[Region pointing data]
═══

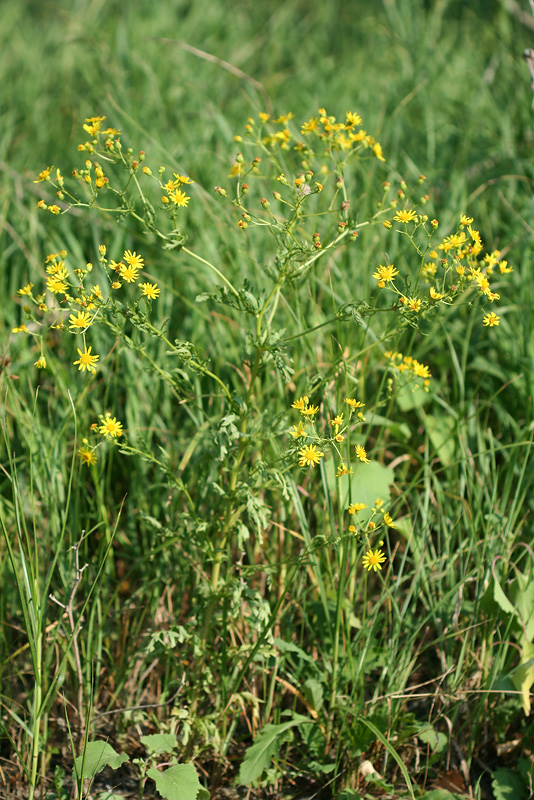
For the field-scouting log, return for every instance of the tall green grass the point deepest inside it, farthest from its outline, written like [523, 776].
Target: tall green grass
[414, 666]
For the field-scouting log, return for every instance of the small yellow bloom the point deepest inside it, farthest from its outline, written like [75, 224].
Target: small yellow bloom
[310, 455]
[129, 273]
[301, 403]
[82, 321]
[385, 274]
[355, 507]
[405, 215]
[298, 431]
[86, 360]
[491, 319]
[361, 453]
[343, 470]
[179, 198]
[44, 175]
[337, 421]
[149, 290]
[133, 260]
[56, 285]
[87, 455]
[373, 560]
[110, 427]
[309, 411]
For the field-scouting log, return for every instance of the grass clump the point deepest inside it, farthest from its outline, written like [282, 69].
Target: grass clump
[267, 476]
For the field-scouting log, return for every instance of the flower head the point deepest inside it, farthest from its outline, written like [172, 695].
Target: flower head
[354, 508]
[133, 260]
[80, 322]
[310, 455]
[373, 560]
[110, 427]
[406, 215]
[149, 290]
[362, 454]
[87, 455]
[298, 431]
[86, 360]
[385, 274]
[491, 319]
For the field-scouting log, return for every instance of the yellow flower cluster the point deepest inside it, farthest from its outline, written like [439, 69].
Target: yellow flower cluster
[407, 364]
[310, 454]
[66, 301]
[174, 195]
[460, 266]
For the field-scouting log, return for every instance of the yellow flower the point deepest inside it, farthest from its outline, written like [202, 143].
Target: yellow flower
[179, 198]
[337, 421]
[355, 507]
[362, 454]
[385, 274]
[110, 427]
[129, 273]
[83, 320]
[310, 456]
[298, 431]
[56, 285]
[149, 290]
[504, 268]
[133, 260]
[86, 360]
[491, 319]
[406, 215]
[373, 560]
[87, 455]
[465, 220]
[44, 175]
[343, 470]
[301, 403]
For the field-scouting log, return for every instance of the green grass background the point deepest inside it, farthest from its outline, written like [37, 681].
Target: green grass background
[445, 89]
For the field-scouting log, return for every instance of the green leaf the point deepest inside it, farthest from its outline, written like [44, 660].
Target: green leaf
[507, 785]
[501, 599]
[437, 741]
[313, 692]
[96, 756]
[266, 746]
[110, 796]
[157, 743]
[177, 783]
[440, 431]
[410, 397]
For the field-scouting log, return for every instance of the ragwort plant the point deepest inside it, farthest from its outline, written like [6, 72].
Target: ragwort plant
[302, 198]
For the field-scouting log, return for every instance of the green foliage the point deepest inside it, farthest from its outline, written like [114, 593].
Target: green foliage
[172, 578]
[95, 757]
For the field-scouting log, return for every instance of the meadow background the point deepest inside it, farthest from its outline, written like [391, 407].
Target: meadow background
[431, 668]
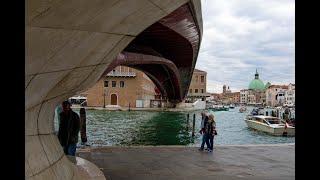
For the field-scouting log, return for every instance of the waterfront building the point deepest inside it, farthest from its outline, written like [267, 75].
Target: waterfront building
[243, 96]
[275, 95]
[227, 96]
[198, 86]
[255, 94]
[290, 95]
[122, 87]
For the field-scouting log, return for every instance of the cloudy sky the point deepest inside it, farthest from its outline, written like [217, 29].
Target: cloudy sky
[242, 35]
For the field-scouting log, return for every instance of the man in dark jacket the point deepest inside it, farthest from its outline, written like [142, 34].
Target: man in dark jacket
[69, 127]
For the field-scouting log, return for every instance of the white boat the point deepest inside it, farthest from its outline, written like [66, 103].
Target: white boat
[271, 125]
[242, 109]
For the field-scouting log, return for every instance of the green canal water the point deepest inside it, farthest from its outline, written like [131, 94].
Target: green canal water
[114, 128]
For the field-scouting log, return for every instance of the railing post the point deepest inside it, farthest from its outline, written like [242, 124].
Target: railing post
[187, 122]
[193, 124]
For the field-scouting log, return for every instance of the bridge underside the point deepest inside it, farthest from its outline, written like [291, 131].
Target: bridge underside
[70, 44]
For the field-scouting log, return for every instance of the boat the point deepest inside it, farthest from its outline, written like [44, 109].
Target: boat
[270, 125]
[242, 109]
[219, 108]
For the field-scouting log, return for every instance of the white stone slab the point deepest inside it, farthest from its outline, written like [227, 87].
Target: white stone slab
[35, 157]
[31, 116]
[52, 147]
[40, 86]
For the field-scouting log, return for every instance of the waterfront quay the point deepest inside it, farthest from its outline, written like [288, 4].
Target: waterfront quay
[227, 162]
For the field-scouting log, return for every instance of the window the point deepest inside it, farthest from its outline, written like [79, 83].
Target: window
[106, 83]
[202, 79]
[121, 83]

═══

* [EXERCISE INSTRUCTIONS]:
Retype the records above, but only those lines that fall between the line containing "like [172, 695]." and the line containing "like [202, 143].", with both of those lines included, exactly as written.

* [ANSWER SECTION]:
For the field-scouting log, return for every instance of the flower head the point deepest inside it, farthest from its outline, written like [172, 695].
Target: flower head
[354, 508]
[133, 260]
[80, 322]
[310, 455]
[373, 560]
[110, 427]
[406, 215]
[149, 290]
[362, 454]
[87, 455]
[298, 431]
[86, 360]
[385, 274]
[491, 319]
For the field-scouting log, return for every instance of the yellow flower cluster the point deepest inside it, farthest from its outline, written like [439, 69].
Target: yellow flower cluster
[407, 364]
[310, 454]
[66, 301]
[174, 195]
[460, 266]
For the field-scouting log, return for every instance of the yellow flower the point deepest inside it, farthest from its outline, written like [202, 143].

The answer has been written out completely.